### Text extract ###
For Linux - ext4, for Windows NTFS and maybe ReFS (see Big Windows Node file system latency and 100% activity (NTFS vs ReFS))

1 Like

Well, but I didn’t find anything about it in documents. I have been used NTFS on Ubuntu from very beginning, maybe for 2 years, until now. I can not easily converted to other filesystems, because I have no other empty hard disk to swap data into it.

1 Like

That was a good idea. Done so now here: Blueprint: Refining Audit Containment to Prevent Node Disqualification for Being Temporarily Unresponsive by ReneS
I didn’t think we had the node crashing itself worked out enough to write a blueprint for it, but I did include the suggestion under further considerations.

Also created a suggestion here so people can vote. Refining Audit Containment to Prevent Node Disqualification for Being Temporarily Unresponsive


The documentation updated when we have an additional information. Even NTFS usage make it different - your node was affected only after 2 years on NTFS in Linux, my 2 years node was affected after a week since migration to Ubuntu.

using stuff across platforms or brands without strict certification processes can be terrifying at the best of times.

complex structures, machines or code usually doesn’t combine well without years of peoples lives being spent on making sure things are 100% compatible.

Just to report back: My node came back to life for Europe-North this evening and is no longer disqualified on it:
Suspension 100 %
Audit 100 %
Online 95.87 %

So it seems that someone at Storj had a :heart: :heart: :heart:
Thank you!
###
Stated goal 1: Condense the paragraph of the file system thread that begins "Well, but I didn't find anything" into a short bulleted list that keeps its main facts.
### Supplied data ###
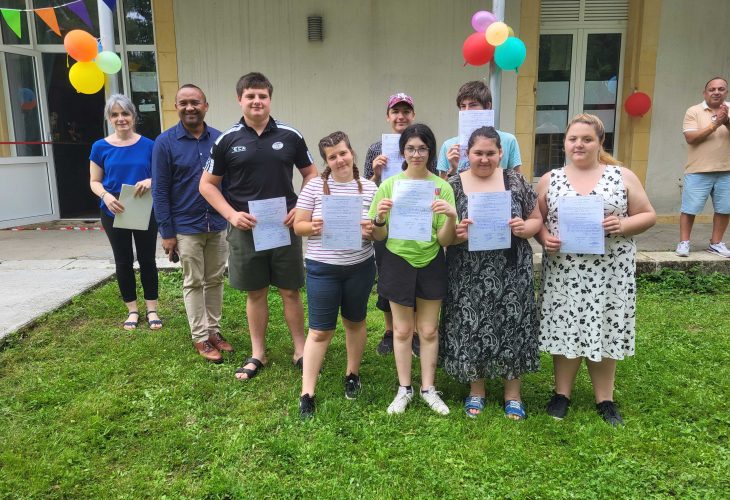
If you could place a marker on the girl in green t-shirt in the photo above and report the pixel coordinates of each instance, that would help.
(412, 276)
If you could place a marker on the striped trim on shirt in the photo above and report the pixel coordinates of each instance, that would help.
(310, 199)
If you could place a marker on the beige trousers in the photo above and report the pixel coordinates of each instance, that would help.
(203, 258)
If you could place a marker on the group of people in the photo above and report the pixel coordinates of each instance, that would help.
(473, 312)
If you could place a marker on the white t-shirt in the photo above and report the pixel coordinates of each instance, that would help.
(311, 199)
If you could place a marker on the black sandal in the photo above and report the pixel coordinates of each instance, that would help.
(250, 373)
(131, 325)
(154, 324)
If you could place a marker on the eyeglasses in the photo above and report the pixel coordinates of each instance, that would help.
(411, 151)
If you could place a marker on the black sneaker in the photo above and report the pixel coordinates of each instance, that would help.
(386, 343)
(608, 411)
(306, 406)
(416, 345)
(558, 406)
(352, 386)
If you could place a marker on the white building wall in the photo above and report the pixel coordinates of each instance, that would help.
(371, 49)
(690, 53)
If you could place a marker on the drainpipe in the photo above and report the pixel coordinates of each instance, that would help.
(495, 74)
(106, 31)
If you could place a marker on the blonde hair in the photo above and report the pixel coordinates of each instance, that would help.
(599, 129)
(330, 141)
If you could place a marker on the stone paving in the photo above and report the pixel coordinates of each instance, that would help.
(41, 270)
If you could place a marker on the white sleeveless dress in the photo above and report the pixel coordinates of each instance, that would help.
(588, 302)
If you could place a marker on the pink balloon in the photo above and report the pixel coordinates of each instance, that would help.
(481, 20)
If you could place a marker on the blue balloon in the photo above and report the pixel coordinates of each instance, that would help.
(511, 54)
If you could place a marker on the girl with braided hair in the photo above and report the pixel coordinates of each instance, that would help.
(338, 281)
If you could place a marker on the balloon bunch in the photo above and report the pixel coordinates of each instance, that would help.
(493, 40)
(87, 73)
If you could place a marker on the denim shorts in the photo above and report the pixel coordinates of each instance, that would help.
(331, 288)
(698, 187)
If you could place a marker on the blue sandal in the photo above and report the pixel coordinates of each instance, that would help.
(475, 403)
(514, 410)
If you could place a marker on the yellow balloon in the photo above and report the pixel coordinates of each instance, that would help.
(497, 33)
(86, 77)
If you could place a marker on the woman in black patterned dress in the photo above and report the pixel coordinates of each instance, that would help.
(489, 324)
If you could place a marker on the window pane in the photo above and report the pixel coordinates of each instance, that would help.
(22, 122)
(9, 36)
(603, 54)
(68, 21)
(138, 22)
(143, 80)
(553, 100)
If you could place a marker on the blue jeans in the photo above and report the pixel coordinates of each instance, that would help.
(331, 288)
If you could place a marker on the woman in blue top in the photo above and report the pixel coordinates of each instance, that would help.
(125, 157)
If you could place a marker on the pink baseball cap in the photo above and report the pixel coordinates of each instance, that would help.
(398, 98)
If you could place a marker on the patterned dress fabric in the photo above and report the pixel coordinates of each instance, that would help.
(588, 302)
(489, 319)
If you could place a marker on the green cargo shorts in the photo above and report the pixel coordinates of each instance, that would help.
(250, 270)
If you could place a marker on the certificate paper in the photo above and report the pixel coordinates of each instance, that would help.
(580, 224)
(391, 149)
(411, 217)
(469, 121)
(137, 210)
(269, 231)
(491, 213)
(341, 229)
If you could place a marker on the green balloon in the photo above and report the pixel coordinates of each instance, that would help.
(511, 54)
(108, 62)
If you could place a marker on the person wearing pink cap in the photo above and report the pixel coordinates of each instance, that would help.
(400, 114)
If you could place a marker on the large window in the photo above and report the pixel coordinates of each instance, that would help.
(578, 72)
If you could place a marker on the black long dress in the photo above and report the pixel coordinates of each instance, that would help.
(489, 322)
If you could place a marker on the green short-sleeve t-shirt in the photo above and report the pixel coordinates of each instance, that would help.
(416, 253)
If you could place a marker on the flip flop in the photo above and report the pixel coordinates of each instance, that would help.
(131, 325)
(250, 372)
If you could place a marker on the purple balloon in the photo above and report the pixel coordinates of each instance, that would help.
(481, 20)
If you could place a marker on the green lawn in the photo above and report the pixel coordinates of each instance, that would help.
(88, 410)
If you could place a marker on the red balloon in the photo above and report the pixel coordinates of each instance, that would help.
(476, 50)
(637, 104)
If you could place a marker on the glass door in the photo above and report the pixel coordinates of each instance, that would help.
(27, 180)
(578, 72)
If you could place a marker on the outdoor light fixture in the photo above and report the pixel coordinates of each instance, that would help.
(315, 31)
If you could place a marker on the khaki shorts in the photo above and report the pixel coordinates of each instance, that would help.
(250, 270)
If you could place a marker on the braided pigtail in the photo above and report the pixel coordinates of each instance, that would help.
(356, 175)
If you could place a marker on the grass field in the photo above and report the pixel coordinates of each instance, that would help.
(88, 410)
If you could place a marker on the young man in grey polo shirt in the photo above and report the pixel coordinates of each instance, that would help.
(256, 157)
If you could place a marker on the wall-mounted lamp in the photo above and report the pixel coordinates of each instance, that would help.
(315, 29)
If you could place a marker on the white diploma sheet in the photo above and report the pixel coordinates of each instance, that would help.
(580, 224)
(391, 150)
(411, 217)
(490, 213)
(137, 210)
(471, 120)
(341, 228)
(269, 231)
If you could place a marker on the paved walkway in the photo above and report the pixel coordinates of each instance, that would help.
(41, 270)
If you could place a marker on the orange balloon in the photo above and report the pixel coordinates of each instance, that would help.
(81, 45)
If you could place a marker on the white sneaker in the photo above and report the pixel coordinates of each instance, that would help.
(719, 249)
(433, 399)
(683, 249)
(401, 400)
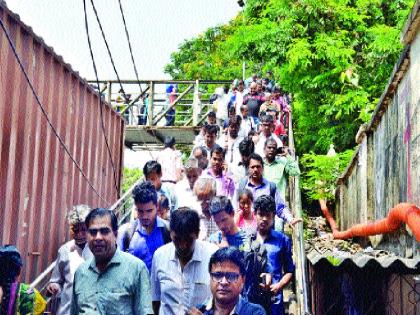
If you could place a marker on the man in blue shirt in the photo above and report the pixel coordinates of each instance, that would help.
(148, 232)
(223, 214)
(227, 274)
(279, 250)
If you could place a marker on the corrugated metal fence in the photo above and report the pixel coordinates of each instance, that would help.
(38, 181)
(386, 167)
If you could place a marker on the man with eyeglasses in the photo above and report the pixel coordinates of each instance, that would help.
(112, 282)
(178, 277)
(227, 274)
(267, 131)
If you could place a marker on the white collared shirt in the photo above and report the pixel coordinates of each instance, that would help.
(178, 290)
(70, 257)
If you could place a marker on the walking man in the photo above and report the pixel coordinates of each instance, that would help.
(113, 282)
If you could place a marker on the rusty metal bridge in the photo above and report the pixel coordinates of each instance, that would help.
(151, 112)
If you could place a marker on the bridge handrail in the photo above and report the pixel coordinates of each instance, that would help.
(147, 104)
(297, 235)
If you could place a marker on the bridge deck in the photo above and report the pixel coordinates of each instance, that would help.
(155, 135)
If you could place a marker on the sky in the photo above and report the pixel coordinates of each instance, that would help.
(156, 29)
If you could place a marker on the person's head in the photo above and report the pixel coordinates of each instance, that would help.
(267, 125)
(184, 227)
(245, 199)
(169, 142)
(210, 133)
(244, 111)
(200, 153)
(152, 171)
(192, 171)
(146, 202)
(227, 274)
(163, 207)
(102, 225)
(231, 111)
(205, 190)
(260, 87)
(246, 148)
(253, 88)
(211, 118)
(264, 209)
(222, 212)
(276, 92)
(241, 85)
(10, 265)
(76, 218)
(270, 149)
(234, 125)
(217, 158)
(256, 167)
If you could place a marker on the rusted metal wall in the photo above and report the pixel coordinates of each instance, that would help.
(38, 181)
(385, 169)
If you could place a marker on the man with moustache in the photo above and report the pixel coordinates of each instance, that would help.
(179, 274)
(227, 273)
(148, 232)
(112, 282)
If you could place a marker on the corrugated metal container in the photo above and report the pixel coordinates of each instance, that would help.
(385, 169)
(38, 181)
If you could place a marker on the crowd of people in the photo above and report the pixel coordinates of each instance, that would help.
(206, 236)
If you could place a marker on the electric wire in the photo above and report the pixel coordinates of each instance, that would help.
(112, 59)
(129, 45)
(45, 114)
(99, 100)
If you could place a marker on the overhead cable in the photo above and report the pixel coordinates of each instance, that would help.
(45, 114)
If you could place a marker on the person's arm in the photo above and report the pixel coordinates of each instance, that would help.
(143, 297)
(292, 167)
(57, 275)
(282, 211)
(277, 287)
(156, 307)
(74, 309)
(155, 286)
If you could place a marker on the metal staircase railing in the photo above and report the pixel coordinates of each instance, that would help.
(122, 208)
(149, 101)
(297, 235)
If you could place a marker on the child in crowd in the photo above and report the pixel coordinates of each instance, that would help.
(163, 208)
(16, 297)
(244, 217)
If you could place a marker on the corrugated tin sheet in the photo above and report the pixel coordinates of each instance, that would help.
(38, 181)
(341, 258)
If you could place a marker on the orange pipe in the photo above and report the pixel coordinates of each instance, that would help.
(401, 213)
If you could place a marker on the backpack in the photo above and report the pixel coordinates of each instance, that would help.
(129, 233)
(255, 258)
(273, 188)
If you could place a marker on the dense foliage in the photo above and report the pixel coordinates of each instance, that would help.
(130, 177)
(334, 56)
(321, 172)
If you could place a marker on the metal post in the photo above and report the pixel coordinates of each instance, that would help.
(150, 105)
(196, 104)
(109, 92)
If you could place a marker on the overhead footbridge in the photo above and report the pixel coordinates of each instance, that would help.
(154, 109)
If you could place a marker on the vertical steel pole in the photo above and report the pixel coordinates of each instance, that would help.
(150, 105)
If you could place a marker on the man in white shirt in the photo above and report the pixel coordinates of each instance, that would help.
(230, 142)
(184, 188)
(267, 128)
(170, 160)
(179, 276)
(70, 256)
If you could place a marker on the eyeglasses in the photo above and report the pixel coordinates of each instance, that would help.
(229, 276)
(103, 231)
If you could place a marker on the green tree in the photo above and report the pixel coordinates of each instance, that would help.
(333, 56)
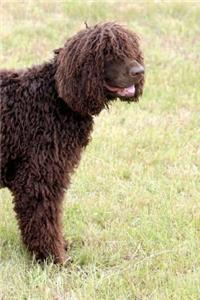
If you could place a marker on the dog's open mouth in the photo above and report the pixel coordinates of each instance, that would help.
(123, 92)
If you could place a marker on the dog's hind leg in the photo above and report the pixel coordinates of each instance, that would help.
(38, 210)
###
Stated goal 2: Extract each line from the entries above that contains the word "white".

Exercise solution 1:
- Nothing about it was found in the documentation.
- The writer has used NTFS on Ubuntu from the very beginning, possibly for two years, up to now.
- Converting to another file system is not easy because there is no other empty hard disk to move the data onto.

Exercise solution 2:
If you could place a marker on the white t-shirt in the photo above and report the pixel coordinates of each instance, that would help.
If you could place a marker on the white building wall in the photo above and report the pixel coordinates of each instance, that would help.
If you could place a marker on the white sleeveless dress in the photo above and report the pixel coordinates of each instance, that would help.
If you could place a marker on the white diploma sheet in the photo above and report the pixel coordinates of each instance, that would help.
If you could place a marker on the white sneaker in the photo above and report the pixel coordinates of each instance, that would help.
If you could place a marker on the white collared shirt in the photo above and report the pixel coordinates of each instance, that would help.
If you could place a marker on the man in white shirt in the photo above and report the pixel coordinates of each instance, that would help.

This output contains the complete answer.